━━━━━ EXCERPT PROVIDED
2021 Genesis GV80 First Drive Review

At four years old, most of us were messes.

We rambled incoherently, likely sharing family secrets, and we risked the total destruction of everything we touched. But many toddlers are full of confidence, speaking to everyone they pass on the sidewalk, making instant friends – and rivals – at the playground, and leaping feet first into deep, murky puddles.

At four years old, premium brand Genesis is showcasing some impressive confidence of its own, but backs it up with the kind of know-how that belies its age.

The game plan is crucial. First, Genesis is aiming well beyond safe and conservative, benchmarking the very best in the business: Mercedes-Benz and BMW. From there, the idea is to bring attractive and non-derivative designs that will catch the eyes of automotive tastemakers – the sort of people who must have a vehicle that stands out.

The brand is confident it can match that with excellent engineering but also sweeten the deal with an assortment of fancy features and technology that are rare elsewhere in the industry. And then there’s the price that usually undercuts rivals by a sizeable margin.

With its first clean sheet product, the 2021 Genesis GV80 SUV is the culmination of that strategy. It showcases the confidence and mindset of the brand. It nails the basics, hooks your gaze, and introduces several game-changing features and gimmicks. The status-quo leaders from Mercedes, BMW, and Lexus may be too proud to be publicly worried about this upstart spinoff, but they certainly should be.

Exterior Nails the Details

The GV80’s shape and styling are familiar from certain angles, but every time you look at it there’s a new detail to admire. The grille and slim quad-design headlights are borrowed right from the brand’s shield-and-wings badge, while the lighting repeats alongside the fenders as turn signals, and then again around back with the taillights. Genesis designers have a great way of subliminally appreciating their design, as the mesh pattern used in the grille is found throughout the interior of the vehicle as well. Conservative though it may be, the GV80 also features massive wheels, ranging from 19 to 22 inches, depending on the trim level.

In Canada, the Hyundai sub-brand alone manages its own sales and inventory, not a network of independent dealers. As a result, customers are encouraged to pick their preferred paint finishes rather than rely on whatever is on the local dealer lot. Brand reps tell us that the majority of GV80 pre-order customers have chosen the unique-looking Adriatic Blue and Cardiff Green, while the Lima Red is also a striking choice.
━━━━━━━━━━
### WHAT YOU HAVE TO DO
What wheel sizes does the GV80 review say the SUV comes with? The records that come next are separate material and are not related to the GV80 review.
━━━━━ LISTED RECORDS
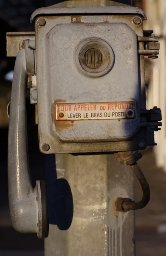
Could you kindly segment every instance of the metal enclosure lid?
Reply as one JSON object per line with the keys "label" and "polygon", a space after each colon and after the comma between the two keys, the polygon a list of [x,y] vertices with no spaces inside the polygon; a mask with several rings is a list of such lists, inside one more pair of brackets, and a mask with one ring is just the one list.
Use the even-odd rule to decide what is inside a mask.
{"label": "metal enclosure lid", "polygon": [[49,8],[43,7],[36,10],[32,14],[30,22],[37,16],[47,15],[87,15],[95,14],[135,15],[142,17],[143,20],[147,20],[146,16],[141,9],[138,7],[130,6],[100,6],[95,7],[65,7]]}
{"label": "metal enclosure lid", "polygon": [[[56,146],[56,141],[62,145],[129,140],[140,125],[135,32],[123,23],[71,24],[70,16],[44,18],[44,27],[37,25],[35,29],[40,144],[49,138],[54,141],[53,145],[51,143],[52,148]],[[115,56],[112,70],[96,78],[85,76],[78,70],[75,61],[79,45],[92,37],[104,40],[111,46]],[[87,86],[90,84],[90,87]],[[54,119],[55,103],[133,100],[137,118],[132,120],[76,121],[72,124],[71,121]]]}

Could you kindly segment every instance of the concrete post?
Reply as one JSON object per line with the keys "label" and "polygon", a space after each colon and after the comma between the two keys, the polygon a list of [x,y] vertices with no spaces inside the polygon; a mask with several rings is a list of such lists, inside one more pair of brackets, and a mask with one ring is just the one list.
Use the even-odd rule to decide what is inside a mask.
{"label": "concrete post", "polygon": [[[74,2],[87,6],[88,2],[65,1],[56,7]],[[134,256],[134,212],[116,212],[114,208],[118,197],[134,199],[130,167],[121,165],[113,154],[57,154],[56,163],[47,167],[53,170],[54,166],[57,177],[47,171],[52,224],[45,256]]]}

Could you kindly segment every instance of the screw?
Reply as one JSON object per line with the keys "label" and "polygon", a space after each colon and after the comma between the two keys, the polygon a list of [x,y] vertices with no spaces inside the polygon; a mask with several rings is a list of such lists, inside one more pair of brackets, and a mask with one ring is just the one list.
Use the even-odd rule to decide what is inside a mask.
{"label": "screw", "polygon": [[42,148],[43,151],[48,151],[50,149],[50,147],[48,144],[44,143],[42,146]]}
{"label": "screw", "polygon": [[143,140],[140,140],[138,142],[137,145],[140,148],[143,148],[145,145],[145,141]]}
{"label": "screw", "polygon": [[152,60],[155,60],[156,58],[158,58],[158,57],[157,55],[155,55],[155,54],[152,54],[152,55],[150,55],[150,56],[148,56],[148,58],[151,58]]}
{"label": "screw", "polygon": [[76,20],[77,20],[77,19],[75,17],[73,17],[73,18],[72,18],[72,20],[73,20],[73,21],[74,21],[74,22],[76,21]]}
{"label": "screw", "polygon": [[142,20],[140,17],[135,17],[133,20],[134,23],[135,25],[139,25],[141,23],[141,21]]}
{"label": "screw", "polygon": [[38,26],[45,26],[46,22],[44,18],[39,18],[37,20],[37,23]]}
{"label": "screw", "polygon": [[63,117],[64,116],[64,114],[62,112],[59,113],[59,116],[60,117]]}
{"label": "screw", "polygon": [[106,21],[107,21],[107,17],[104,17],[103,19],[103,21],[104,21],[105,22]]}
━━━━━━━━━━
━━━━━ LISTED RECORDS
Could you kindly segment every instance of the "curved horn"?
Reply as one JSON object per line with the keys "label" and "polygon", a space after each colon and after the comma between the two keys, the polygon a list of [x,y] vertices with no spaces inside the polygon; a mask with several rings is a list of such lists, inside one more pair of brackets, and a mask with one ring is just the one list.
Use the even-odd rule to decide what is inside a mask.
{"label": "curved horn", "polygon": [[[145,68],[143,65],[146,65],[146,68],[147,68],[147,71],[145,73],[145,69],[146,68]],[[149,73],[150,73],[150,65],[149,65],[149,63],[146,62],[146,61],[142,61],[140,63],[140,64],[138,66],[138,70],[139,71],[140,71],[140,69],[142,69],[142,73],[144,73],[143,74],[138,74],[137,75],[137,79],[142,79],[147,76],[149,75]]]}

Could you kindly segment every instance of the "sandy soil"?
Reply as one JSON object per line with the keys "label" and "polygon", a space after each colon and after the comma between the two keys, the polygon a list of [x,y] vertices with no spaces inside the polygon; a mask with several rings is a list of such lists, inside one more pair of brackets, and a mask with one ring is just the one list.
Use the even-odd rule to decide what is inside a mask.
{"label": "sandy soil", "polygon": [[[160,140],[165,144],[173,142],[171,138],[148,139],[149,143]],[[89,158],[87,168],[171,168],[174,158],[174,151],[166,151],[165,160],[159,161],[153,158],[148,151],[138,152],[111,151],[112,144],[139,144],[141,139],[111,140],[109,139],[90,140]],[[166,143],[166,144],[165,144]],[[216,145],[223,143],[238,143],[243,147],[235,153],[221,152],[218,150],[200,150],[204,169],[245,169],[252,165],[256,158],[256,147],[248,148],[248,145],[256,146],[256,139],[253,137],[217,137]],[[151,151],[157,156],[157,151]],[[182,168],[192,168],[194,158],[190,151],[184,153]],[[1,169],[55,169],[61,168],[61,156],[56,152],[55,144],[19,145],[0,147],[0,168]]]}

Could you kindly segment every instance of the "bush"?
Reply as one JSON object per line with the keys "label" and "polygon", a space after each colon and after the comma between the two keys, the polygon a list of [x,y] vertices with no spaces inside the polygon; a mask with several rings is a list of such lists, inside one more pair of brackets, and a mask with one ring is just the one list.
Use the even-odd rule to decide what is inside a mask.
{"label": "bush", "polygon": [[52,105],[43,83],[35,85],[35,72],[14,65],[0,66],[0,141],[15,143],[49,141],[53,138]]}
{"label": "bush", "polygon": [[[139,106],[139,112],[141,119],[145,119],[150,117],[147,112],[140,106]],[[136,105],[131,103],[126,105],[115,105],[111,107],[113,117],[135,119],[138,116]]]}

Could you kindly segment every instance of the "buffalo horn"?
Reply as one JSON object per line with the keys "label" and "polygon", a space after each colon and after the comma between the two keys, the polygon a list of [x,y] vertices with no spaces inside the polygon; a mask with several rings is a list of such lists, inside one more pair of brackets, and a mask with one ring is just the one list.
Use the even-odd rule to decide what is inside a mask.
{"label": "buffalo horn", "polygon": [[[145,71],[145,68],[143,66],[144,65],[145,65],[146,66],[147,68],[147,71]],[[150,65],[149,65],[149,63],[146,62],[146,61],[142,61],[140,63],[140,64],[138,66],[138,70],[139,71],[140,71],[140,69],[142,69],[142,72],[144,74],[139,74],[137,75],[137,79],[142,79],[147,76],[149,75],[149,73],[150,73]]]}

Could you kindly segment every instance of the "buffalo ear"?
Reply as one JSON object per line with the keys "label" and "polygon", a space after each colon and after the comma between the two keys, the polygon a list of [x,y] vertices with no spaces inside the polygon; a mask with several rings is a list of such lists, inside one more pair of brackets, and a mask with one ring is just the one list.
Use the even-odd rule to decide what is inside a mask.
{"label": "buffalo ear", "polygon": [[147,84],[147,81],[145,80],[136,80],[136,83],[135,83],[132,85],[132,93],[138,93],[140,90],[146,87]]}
━━━━━━━━━━
### TASK RESULT
The wheels range from 19 to 22 inches, depending on the trim level.